## Instructions for the task
Please restate the data that follows word for word, with the pictures left out.

(Beginning of Data extracts)

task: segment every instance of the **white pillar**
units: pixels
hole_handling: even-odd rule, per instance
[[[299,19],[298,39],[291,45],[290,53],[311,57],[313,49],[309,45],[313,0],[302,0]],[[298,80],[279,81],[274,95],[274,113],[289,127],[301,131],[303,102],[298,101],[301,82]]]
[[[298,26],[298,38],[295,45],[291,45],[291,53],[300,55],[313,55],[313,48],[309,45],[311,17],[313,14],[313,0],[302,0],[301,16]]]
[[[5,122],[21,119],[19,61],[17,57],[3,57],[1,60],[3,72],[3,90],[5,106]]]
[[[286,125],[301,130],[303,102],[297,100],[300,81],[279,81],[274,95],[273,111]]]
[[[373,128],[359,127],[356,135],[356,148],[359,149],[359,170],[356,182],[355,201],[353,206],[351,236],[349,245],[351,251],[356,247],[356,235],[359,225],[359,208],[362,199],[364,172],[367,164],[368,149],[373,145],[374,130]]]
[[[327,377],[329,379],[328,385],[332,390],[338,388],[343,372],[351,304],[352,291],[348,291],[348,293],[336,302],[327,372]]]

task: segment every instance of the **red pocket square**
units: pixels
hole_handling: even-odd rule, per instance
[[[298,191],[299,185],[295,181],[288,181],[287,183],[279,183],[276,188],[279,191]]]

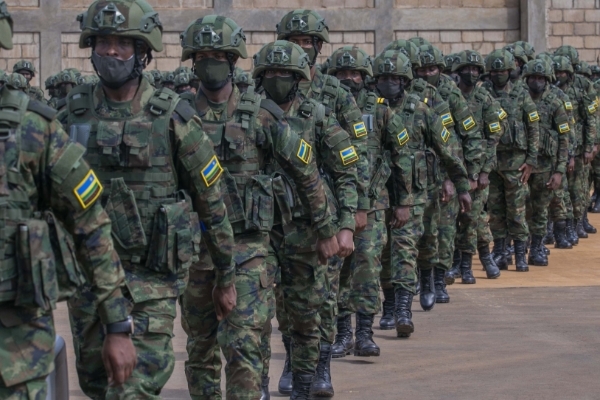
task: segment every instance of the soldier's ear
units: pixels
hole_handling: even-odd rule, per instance
[[[319,50],[319,53],[321,52],[322,48],[323,48],[323,41],[317,40],[317,49]]]

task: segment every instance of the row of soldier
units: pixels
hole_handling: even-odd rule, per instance
[[[95,1],[78,20],[97,82],[72,70],[49,78],[50,87],[69,80],[51,102],[58,115],[33,98],[19,103],[9,84],[0,96],[2,112],[25,107],[20,125],[2,113],[0,122],[27,127],[6,142],[17,149],[6,152],[7,193],[48,194],[30,195],[31,212],[5,213],[7,224],[33,229],[40,212],[45,221],[56,214],[43,229],[77,256],[65,261],[61,240],[42,245],[81,280],[67,296],[57,267],[60,290],[31,296],[39,287],[14,261],[22,246],[5,251],[0,317],[12,319],[0,318],[0,397],[42,398],[51,309],[66,297],[91,398],[159,398],[175,365],[178,302],[192,398],[221,398],[222,351],[226,397],[268,399],[274,317],[286,350],[279,391],[332,397],[332,357],[380,354],[380,289],[380,328],[410,337],[413,296],[426,311],[449,302],[447,284],[475,283],[475,254],[495,279],[513,253],[516,270],[528,271],[548,265],[550,236],[571,248],[595,232],[585,216],[598,100],[570,46],[536,57],[519,42],[485,59],[445,59],[414,38],[373,58],[342,47],[318,66],[328,27],[317,12],[295,10],[249,76],[236,73],[249,57],[242,28],[211,15],[181,35],[193,70],[146,73],[162,25],[144,0]],[[177,94],[169,85],[180,76]],[[50,143],[39,140],[50,131]],[[31,141],[53,149],[44,166],[53,185],[16,178],[31,166],[15,154],[41,151]],[[38,350],[35,361],[11,350],[15,336]]]

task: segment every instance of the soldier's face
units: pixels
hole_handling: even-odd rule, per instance
[[[295,43],[303,49],[310,49],[313,47],[313,37],[310,35],[293,35],[288,38],[289,42]],[[317,41],[317,48],[321,51],[323,47],[323,42]]]
[[[428,65],[426,67],[419,67],[415,70],[418,76],[420,77],[428,77],[428,76],[436,76],[440,74],[440,68],[437,65]]]
[[[340,81],[348,79],[355,83],[363,82],[362,74],[359,71],[353,69],[343,69],[341,71],[338,71],[335,73],[335,77],[338,78]]]
[[[29,71],[19,71],[19,73],[23,75],[25,79],[27,79],[27,82],[29,82],[31,78],[33,78],[33,76],[31,76],[31,72]]]
[[[207,58],[213,58],[217,61],[227,61],[227,53],[224,51],[199,51],[194,54],[194,61],[205,60]],[[234,57],[234,64],[238,57]]]
[[[133,39],[122,36],[97,36],[96,54],[102,57],[114,57],[118,60],[129,60],[135,54]]]

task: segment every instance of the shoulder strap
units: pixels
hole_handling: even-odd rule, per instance
[[[82,115],[90,110],[92,105],[92,93],[94,86],[90,84],[75,86],[67,96],[67,108],[69,114]]]
[[[381,98],[381,99],[385,100],[383,98]],[[377,106],[377,104],[383,104],[383,102],[379,103],[378,100],[379,99],[375,93],[369,92],[367,94],[367,101],[365,102],[364,111],[367,114],[375,114],[375,107]]]
[[[177,93],[170,89],[162,88],[154,92],[148,101],[148,105],[150,106],[150,112],[152,114],[155,116],[161,116],[171,109],[174,110],[178,103],[180,103],[180,100],[181,99]],[[183,116],[181,117],[184,118]],[[192,119],[192,117],[193,115],[190,117],[190,119]]]
[[[445,101],[448,101],[448,97],[450,97],[452,90],[452,86],[448,85],[447,82],[442,82],[442,85],[438,87],[438,93],[440,94],[440,96],[442,96],[442,99],[444,99]]]
[[[260,108],[263,110],[267,110],[271,115],[275,117],[278,121],[283,119],[285,112],[271,99],[261,99],[260,100]]]
[[[184,100],[183,98],[180,98],[180,99]],[[188,99],[185,99],[185,100],[186,101],[178,101],[177,102],[177,105],[175,106],[175,112],[177,114],[179,114],[179,116],[185,122],[188,122],[189,120],[194,118],[194,115],[196,115],[196,110],[190,105]]]
[[[427,82],[425,82],[423,79],[419,78],[419,79],[415,79],[413,81],[413,90],[415,92],[421,94],[425,91],[426,88],[427,88]]]
[[[258,115],[261,98],[254,92],[254,87],[249,86],[245,93],[242,93],[236,112],[241,114],[242,128],[249,129]]]
[[[27,109],[29,111],[33,111],[36,114],[41,115],[46,118],[48,121],[52,121],[54,117],[56,117],[56,110],[52,107],[49,107],[42,103],[41,101],[31,100],[29,104],[27,104]]]
[[[25,93],[6,86],[0,90],[0,134],[4,134],[5,129],[19,126],[31,99]]]
[[[325,75],[325,87],[323,87],[323,95],[327,97],[324,102],[326,106],[330,107],[334,100],[337,99],[338,88],[340,87],[340,81],[333,75]]]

(End of Data extracts)

## Response
task: segment every instance of the **white pillar**
units: pixels
hole_handling: even-odd rule, per instance
[[[299,19],[298,39],[291,45],[290,53],[311,57],[313,49],[309,45],[313,0],[302,0]],[[298,80],[279,81],[274,95],[274,113],[289,127],[301,131],[303,102],[298,101],[301,82]]]
[[[298,26],[298,38],[295,45],[291,45],[291,53],[300,55],[313,55],[313,48],[309,45],[311,17],[313,14],[313,0],[302,0],[301,16]]]
[[[5,122],[21,119],[19,61],[17,57],[3,57],[1,60],[3,72],[3,90],[5,106]]]
[[[286,125],[301,130],[303,102],[297,100],[300,81],[279,81],[274,95],[273,111]]]
[[[373,128],[359,127],[356,135],[356,148],[359,149],[359,170],[356,182],[355,201],[353,206],[351,236],[349,245],[351,251],[356,247],[356,235],[359,225],[359,208],[362,199],[364,172],[367,164],[368,149],[373,145],[374,130]]]
[[[327,377],[329,379],[328,385],[332,390],[338,388],[343,372],[351,304],[352,291],[348,291],[348,293],[336,302],[327,372]]]

task: segment every instance of the **red pocket square**
units: pixels
hole_handling: even-odd rule, per instance
[[[298,191],[299,185],[295,181],[288,181],[287,183],[279,183],[276,188],[279,191]]]

task: segment every instance of the soldier's ear
units: pixels
hole_handling: even-odd rule, per instance
[[[319,50],[319,53],[321,52],[322,48],[323,48],[323,41],[317,40],[317,49]]]

task: segment every instance of the row of soldier
units: pixels
hole_handling: even-odd rule, per instance
[[[95,1],[78,20],[97,82],[72,70],[49,78],[50,87],[69,80],[51,102],[58,115],[33,98],[19,103],[9,84],[0,96],[2,112],[25,107],[20,125],[2,113],[0,122],[27,127],[6,142],[17,149],[6,152],[7,193],[48,194],[30,195],[31,212],[5,213],[7,224],[33,229],[40,212],[45,221],[56,214],[43,229],[77,256],[65,261],[61,240],[42,245],[81,280],[67,296],[57,267],[60,290],[31,296],[39,287],[14,261],[22,246],[5,251],[0,317],[12,319],[0,318],[0,397],[42,398],[51,309],[66,297],[91,398],[159,398],[175,365],[178,302],[192,398],[221,398],[222,351],[226,397],[268,399],[274,317],[286,350],[279,391],[332,397],[332,357],[380,354],[380,289],[380,328],[410,337],[413,296],[426,311],[449,302],[447,284],[475,283],[475,254],[495,279],[513,253],[516,270],[528,271],[548,265],[550,236],[571,248],[595,232],[585,216],[598,100],[570,46],[536,57],[519,42],[485,59],[445,59],[414,38],[373,58],[342,47],[318,66],[328,27],[317,12],[295,10],[249,76],[236,73],[249,57],[242,28],[211,15],[181,35],[193,70],[146,73],[162,25],[144,0]],[[177,94],[169,85],[180,76]],[[50,143],[39,140],[50,131]],[[31,141],[53,149],[44,166],[53,185],[16,178],[31,166],[15,154],[41,151]],[[38,350],[35,361],[11,350],[15,336]]]

task: segment every instance of the soldier's face
units: pixels
hole_handling: even-odd rule, per instance
[[[295,43],[303,49],[310,49],[313,47],[313,37],[310,35],[293,35],[288,38],[289,42]],[[317,41],[317,48],[321,51],[323,47],[323,42]]]
[[[428,65],[426,67],[419,67],[415,70],[418,76],[420,77],[428,77],[428,76],[436,76],[440,74],[440,68],[437,65]]]
[[[340,81],[348,79],[355,83],[363,82],[362,74],[359,71],[353,69],[343,69],[341,71],[338,71],[335,73],[335,77],[338,78]]]
[[[29,71],[19,71],[19,73],[23,75],[25,79],[27,79],[27,82],[29,82],[31,78],[33,78],[33,76],[31,76],[31,72]]]
[[[207,58],[213,58],[217,61],[227,61],[227,53],[224,51],[199,51],[194,54],[194,61],[205,60]],[[234,57],[234,64],[238,57]]]
[[[133,39],[122,36],[97,36],[96,54],[102,57],[114,57],[118,60],[129,60],[135,54]]]

task: segment every instance of the shoulder strap
units: pixels
hole_handling: even-odd rule, per instance
[[[82,115],[90,110],[92,105],[92,93],[94,86],[90,84],[75,86],[67,96],[67,108],[69,114]]]
[[[381,98],[381,99],[385,100],[383,98]],[[377,106],[377,104],[383,104],[383,102],[379,103],[378,100],[379,99],[375,93],[369,92],[367,94],[367,101],[365,102],[364,111],[367,114],[375,114],[375,107]]]
[[[177,93],[170,89],[162,88],[154,92],[148,101],[148,105],[150,106],[150,112],[152,114],[155,116],[161,116],[171,109],[174,110],[178,103],[180,103],[180,100],[181,99]],[[183,116],[181,117],[184,118]],[[192,119],[192,117],[193,115],[190,117],[190,119]]]
[[[445,101],[448,101],[448,97],[450,97],[452,90],[452,86],[448,85],[447,82],[442,82],[442,85],[438,87],[438,93],[440,94],[440,96],[442,96],[442,99],[444,99]]]
[[[260,108],[263,110],[267,110],[271,115],[275,117],[278,121],[283,119],[285,112],[271,99],[261,99],[260,100]]]
[[[184,100],[183,98],[180,98],[180,99]],[[188,99],[185,99],[185,100],[186,101],[178,101],[177,102],[177,105],[175,106],[175,112],[177,114],[179,114],[179,116],[185,122],[188,122],[189,120],[194,118],[194,115],[196,115],[196,110],[190,105]]]
[[[427,82],[425,82],[423,79],[419,78],[419,79],[415,79],[413,81],[413,90],[415,92],[421,94],[425,91],[426,88],[427,88]]]
[[[258,115],[261,98],[254,92],[254,87],[249,86],[245,93],[242,93],[236,112],[241,114],[242,128],[249,129]]]
[[[27,109],[29,111],[33,111],[36,114],[41,115],[46,118],[48,121],[52,121],[54,117],[56,117],[56,110],[52,107],[49,107],[42,103],[41,101],[31,100],[29,104],[27,104]]]
[[[25,93],[6,86],[0,90],[0,134],[4,134],[5,129],[19,126],[31,99]]]
[[[325,75],[325,87],[323,87],[323,95],[327,97],[324,102],[326,106],[330,107],[334,100],[337,99],[338,88],[340,87],[340,81],[333,75]]]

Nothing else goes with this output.